**INSTRUCTIONS TO FOLLOW:** If a record contains a picture, leave the picture out and transcribe everything else exactly.

**RECORD EXCERPTS:**
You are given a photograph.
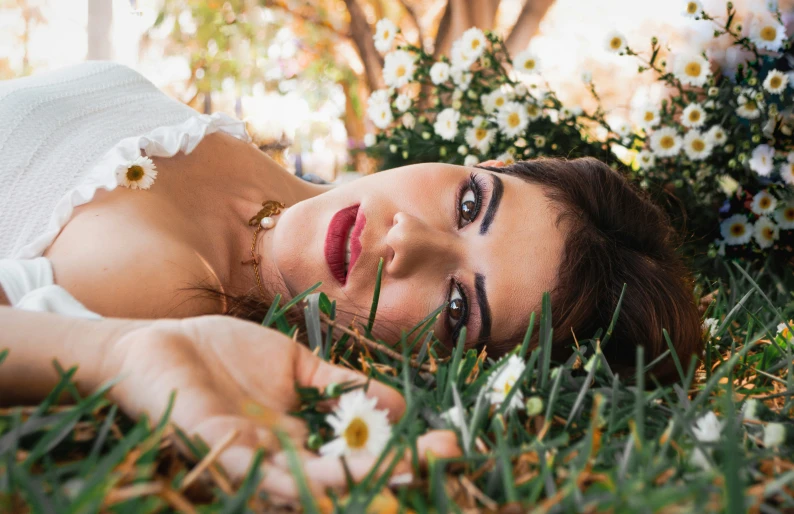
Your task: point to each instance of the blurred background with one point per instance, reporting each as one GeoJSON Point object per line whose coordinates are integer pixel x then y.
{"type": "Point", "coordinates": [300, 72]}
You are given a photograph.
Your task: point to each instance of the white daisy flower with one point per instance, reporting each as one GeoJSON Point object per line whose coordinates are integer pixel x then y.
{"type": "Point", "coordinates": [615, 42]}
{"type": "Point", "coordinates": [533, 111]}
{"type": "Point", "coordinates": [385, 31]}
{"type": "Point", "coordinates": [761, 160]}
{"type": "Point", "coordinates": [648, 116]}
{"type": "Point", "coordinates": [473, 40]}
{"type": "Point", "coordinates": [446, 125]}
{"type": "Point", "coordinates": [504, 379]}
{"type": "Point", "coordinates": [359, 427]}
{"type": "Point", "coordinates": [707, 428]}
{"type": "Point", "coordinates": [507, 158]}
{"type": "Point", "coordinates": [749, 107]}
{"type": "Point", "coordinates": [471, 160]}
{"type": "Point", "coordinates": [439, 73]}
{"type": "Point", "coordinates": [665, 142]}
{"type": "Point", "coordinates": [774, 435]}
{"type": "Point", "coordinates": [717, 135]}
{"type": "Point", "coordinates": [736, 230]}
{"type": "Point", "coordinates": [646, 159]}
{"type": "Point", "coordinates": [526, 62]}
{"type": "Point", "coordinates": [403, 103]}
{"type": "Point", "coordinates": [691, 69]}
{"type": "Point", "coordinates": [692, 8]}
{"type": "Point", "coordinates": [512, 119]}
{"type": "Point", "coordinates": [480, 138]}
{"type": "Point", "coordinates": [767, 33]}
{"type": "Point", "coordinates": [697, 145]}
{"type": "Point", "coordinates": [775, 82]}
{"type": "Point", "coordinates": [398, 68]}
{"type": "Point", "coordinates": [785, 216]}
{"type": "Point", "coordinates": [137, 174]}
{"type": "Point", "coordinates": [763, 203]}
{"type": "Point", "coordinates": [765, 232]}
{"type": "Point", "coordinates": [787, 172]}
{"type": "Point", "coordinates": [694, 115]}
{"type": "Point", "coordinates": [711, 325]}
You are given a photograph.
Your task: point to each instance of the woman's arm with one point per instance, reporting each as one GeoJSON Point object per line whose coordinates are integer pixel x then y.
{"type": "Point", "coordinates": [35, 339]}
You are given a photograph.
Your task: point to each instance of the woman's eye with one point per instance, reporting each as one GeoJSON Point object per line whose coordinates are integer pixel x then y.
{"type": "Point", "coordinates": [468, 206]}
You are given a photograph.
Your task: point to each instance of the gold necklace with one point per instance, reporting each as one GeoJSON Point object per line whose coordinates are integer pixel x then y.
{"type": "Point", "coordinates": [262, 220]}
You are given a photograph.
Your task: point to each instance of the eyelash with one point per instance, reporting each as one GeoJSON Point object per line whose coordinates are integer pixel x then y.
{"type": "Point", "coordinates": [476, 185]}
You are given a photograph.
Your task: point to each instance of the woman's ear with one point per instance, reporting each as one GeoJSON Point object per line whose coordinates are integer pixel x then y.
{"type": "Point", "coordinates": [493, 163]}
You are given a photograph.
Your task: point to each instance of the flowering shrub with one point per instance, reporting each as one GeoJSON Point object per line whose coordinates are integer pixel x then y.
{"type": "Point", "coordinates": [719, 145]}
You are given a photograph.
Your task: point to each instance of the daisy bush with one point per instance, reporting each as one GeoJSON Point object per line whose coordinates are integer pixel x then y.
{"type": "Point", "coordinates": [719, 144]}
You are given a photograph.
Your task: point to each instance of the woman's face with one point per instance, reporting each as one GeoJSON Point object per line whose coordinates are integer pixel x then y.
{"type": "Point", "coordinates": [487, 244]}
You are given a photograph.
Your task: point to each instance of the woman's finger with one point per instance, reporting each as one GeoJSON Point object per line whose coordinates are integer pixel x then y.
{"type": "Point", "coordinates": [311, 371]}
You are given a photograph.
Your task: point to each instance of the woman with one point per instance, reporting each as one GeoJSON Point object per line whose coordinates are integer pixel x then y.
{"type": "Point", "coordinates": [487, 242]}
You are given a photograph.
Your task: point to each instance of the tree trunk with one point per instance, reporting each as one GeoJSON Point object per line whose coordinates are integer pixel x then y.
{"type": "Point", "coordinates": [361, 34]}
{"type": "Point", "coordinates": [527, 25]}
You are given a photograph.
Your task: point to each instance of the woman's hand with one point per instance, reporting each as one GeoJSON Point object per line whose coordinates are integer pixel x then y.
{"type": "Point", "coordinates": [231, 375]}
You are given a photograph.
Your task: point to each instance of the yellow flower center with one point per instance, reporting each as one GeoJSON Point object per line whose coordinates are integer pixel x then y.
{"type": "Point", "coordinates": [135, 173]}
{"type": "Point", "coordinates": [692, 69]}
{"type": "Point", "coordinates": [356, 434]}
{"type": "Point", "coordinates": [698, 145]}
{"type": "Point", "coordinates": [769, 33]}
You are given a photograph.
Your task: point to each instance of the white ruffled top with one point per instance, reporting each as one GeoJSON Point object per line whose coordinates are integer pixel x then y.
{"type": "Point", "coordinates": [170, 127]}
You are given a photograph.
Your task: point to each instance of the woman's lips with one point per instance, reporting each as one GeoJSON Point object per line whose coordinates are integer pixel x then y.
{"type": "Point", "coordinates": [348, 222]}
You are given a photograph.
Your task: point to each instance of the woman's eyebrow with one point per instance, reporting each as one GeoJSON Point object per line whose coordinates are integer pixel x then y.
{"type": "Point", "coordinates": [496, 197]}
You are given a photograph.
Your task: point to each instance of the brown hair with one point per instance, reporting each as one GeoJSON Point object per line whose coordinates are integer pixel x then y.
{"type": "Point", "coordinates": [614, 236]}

**WRITTEN RESPONSE:**
You are given a photograph.
Your task: point to each instance of the blurred background with one point per instance, reporting each as one GeoJSON Point object per line whose coordinates are integer pixel x then y.
{"type": "Point", "coordinates": [300, 72]}
You are given a photograph.
Your task: point to each instance of the white daisy flower with one point per instance, reporting each as one GeoJSON Point object per line whose coordinates are integer pixel x then y.
{"type": "Point", "coordinates": [615, 42]}
{"type": "Point", "coordinates": [533, 111]}
{"type": "Point", "coordinates": [385, 31]}
{"type": "Point", "coordinates": [761, 160]}
{"type": "Point", "coordinates": [648, 116]}
{"type": "Point", "coordinates": [473, 40]}
{"type": "Point", "coordinates": [446, 125]}
{"type": "Point", "coordinates": [504, 379]}
{"type": "Point", "coordinates": [359, 427]}
{"type": "Point", "coordinates": [707, 428]}
{"type": "Point", "coordinates": [507, 158]}
{"type": "Point", "coordinates": [749, 107]}
{"type": "Point", "coordinates": [471, 160]}
{"type": "Point", "coordinates": [439, 73]}
{"type": "Point", "coordinates": [665, 142]}
{"type": "Point", "coordinates": [774, 435]}
{"type": "Point", "coordinates": [717, 135]}
{"type": "Point", "coordinates": [736, 230]}
{"type": "Point", "coordinates": [646, 159]}
{"type": "Point", "coordinates": [526, 62]}
{"type": "Point", "coordinates": [403, 103]}
{"type": "Point", "coordinates": [691, 69]}
{"type": "Point", "coordinates": [692, 8]}
{"type": "Point", "coordinates": [512, 119]}
{"type": "Point", "coordinates": [480, 138]}
{"type": "Point", "coordinates": [767, 33]}
{"type": "Point", "coordinates": [697, 145]}
{"type": "Point", "coordinates": [775, 82]}
{"type": "Point", "coordinates": [398, 68]}
{"type": "Point", "coordinates": [785, 216]}
{"type": "Point", "coordinates": [137, 174]}
{"type": "Point", "coordinates": [763, 203]}
{"type": "Point", "coordinates": [765, 232]}
{"type": "Point", "coordinates": [787, 172]}
{"type": "Point", "coordinates": [694, 115]}
{"type": "Point", "coordinates": [711, 325]}
You are given a photograph.
Your task: point to each instance of the woman's arm with one point per instance, reporting each as one GeoJSON Point object per line whose coordinates are integer pixel x then y.
{"type": "Point", "coordinates": [35, 339]}
You are given a photograph.
Your task: point to each instance of the woman's eye with one point per instance, reporting each as one GeoJSON Point object per line whose coordinates are integer pixel x then y.
{"type": "Point", "coordinates": [468, 206]}
You are given a photograph.
Your task: point to each instance of the gold necklace with one point per instance, reporting each as one GeoJSON Point object per line whose coordinates are integer pixel x then y.
{"type": "Point", "coordinates": [262, 220]}
You are given a photograph.
Your task: point to each instance of the eyelash with one point per instance, reporting each as one GeoJSON Point object per line whose coordinates are integer pixel x then y.
{"type": "Point", "coordinates": [476, 185]}
You are given a photograph.
Your task: point to each instance of the woman's ear with one point per instance, reporting each as one GeoJSON Point object per line whose coordinates are integer pixel x then y.
{"type": "Point", "coordinates": [493, 163]}
You are given a photograph.
Your task: point to each instance of the flowering shrub with one point per instance, reporting each as one GeoJSON Point object per line whose coordinates are integer pixel x then y.
{"type": "Point", "coordinates": [719, 145]}
You are given a photograph.
Your task: point to each instance of the daisy bush with one point per instance, reporting each as one GeoJSON Point object per line whose coordinates are integer pixel x then y.
{"type": "Point", "coordinates": [719, 144]}
You are given a photograph.
Your task: point to each instance of the woman's face with one point per instance, reporting each as one GeoJSON Point object per line whose coordinates are integer pixel x then y.
{"type": "Point", "coordinates": [487, 244]}
You are given a photograph.
Your task: point to each instance of the woman's finger with one point per instance, reporting each as one GeoJSON Point object per line whose coordinates are integer pixel x then y.
{"type": "Point", "coordinates": [311, 371]}
You are given a photograph.
Your task: point to each instance of the woman with one point per instance, reporting each as one GeoJSON Point object per line whose coordinates are integer pixel x then y.
{"type": "Point", "coordinates": [487, 242]}
You are given a photograph.
Your task: point to each instance of the tree trunk with one point per instance, reporting each as one GeoJSON Point object per line whose coordinates are integer pixel x then y.
{"type": "Point", "coordinates": [361, 34]}
{"type": "Point", "coordinates": [527, 25]}
You are given a photograph.
Your task: point to each instance of the woman's hand with one point per instance, reporting each as one GeoJSON Point object per line whose coordinates are integer pixel x then y.
{"type": "Point", "coordinates": [231, 375]}
You are given a photograph.
Your task: point to each instance of the yellow flower center with one point per instance, reporting each as one GeoJSON Point object per line whose coordinates are integer pixel x then y.
{"type": "Point", "coordinates": [135, 173]}
{"type": "Point", "coordinates": [692, 69]}
{"type": "Point", "coordinates": [356, 434]}
{"type": "Point", "coordinates": [698, 145]}
{"type": "Point", "coordinates": [769, 33]}
You are given a photograph.
Your task: point to each instance of the white ruffled top with one point per instance, reporting each as one GeoJSON Point object per line whose coordinates are integer pixel x then y.
{"type": "Point", "coordinates": [170, 127]}
You are given a photograph.
Your task: point to each instance of the woman's lips with one point per instance, reporting each as one GeoJSON Point object per line whose coordinates are integer pixel x then y.
{"type": "Point", "coordinates": [348, 222]}
You are given a photograph.
Your task: point to each instance of the woman's eyebrow with one point per instance, reporting each as one GeoJSON Point object per line whose coordinates are integer pixel x then y.
{"type": "Point", "coordinates": [496, 197]}
You are given a photograph.
Your task: point to each instance of the brown hair with one point per instance, reporting each as one GeoJSON Point object per line whose coordinates are integer pixel x then y.
{"type": "Point", "coordinates": [614, 236]}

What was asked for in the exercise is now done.